Image point grounding data:

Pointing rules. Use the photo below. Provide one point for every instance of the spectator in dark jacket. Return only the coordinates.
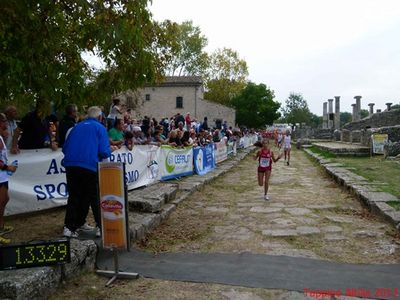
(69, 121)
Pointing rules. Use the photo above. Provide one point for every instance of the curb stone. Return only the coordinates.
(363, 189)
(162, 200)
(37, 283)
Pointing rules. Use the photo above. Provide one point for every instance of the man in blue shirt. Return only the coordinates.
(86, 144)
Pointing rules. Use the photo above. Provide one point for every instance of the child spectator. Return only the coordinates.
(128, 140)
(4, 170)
--
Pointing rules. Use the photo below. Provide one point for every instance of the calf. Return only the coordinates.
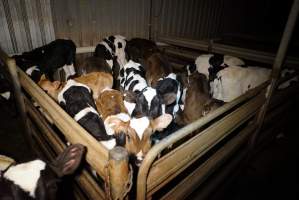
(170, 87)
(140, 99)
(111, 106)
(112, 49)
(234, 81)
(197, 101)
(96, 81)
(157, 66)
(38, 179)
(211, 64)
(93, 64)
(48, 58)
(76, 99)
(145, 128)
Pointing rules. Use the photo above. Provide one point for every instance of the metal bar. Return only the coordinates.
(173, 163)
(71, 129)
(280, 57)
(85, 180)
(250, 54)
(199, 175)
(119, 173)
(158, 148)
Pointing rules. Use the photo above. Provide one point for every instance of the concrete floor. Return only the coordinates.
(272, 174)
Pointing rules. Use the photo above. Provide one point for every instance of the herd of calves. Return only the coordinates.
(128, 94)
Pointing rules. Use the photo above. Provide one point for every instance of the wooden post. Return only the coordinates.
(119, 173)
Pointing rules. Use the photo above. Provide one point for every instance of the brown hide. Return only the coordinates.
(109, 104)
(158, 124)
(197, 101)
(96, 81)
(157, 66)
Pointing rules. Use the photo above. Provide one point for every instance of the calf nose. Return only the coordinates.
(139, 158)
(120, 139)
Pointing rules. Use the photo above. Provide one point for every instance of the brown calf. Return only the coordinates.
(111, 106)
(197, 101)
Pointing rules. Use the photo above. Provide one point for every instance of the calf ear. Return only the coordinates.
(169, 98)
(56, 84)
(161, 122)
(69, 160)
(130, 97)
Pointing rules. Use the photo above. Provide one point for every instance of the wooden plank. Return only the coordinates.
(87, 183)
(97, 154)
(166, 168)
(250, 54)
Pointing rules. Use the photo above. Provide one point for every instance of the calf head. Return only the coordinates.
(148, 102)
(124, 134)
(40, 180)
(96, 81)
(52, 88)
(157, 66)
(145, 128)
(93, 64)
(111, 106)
==
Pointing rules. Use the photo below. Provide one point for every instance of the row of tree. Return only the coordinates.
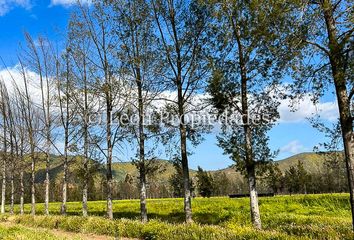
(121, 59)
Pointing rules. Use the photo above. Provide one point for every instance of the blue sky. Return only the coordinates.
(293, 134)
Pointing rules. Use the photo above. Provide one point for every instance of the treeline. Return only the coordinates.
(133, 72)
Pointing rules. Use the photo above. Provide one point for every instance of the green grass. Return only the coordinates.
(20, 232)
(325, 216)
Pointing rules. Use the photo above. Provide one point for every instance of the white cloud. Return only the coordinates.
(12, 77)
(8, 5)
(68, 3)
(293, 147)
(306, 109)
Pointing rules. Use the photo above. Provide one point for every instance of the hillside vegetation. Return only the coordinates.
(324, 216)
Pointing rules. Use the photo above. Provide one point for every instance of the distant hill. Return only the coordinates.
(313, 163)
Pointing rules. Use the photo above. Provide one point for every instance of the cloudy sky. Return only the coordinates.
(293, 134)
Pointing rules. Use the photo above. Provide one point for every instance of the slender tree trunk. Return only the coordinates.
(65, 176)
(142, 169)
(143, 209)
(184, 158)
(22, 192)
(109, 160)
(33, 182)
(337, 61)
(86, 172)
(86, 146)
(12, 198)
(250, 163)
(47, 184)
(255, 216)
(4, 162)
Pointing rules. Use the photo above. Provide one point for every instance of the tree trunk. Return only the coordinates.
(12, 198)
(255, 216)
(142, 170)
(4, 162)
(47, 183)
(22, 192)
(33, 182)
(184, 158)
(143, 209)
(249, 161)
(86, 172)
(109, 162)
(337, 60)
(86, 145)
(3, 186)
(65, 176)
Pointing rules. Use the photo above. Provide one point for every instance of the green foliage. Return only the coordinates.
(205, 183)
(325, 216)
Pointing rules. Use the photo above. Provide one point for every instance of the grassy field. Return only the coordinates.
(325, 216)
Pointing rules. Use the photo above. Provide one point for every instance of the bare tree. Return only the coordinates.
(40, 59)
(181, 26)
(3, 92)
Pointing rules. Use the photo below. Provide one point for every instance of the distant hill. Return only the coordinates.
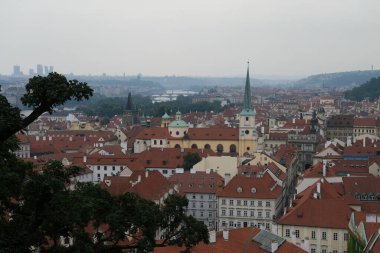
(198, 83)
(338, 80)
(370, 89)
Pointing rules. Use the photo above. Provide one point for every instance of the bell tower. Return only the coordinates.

▶ THE PROBLEM: In the records above, find the line with "field. Return only the coordinates." and the line with "tower. Return only the coordinates.", then restate word for word only those two lines and all lines between, omitting pictures.

▶ PROBLEM SOLUTION:
Pointing rules. Use the photo above. Provide one point for every instance of the grassy field. Return only the coordinates.
(325, 216)
Pointing rules. Use the photo above. Provide one point for every instance of the bare tree. Return only the coordinates.
(40, 59)
(181, 26)
(3, 92)
Pointing rules. Use the photo below. Provide one point for every instance of the distant hill. Return only the coordinates.
(198, 83)
(338, 80)
(370, 89)
Pointing rules. Use the photo above. Provide one point for every instance of the bell tower. Return only the coordinates.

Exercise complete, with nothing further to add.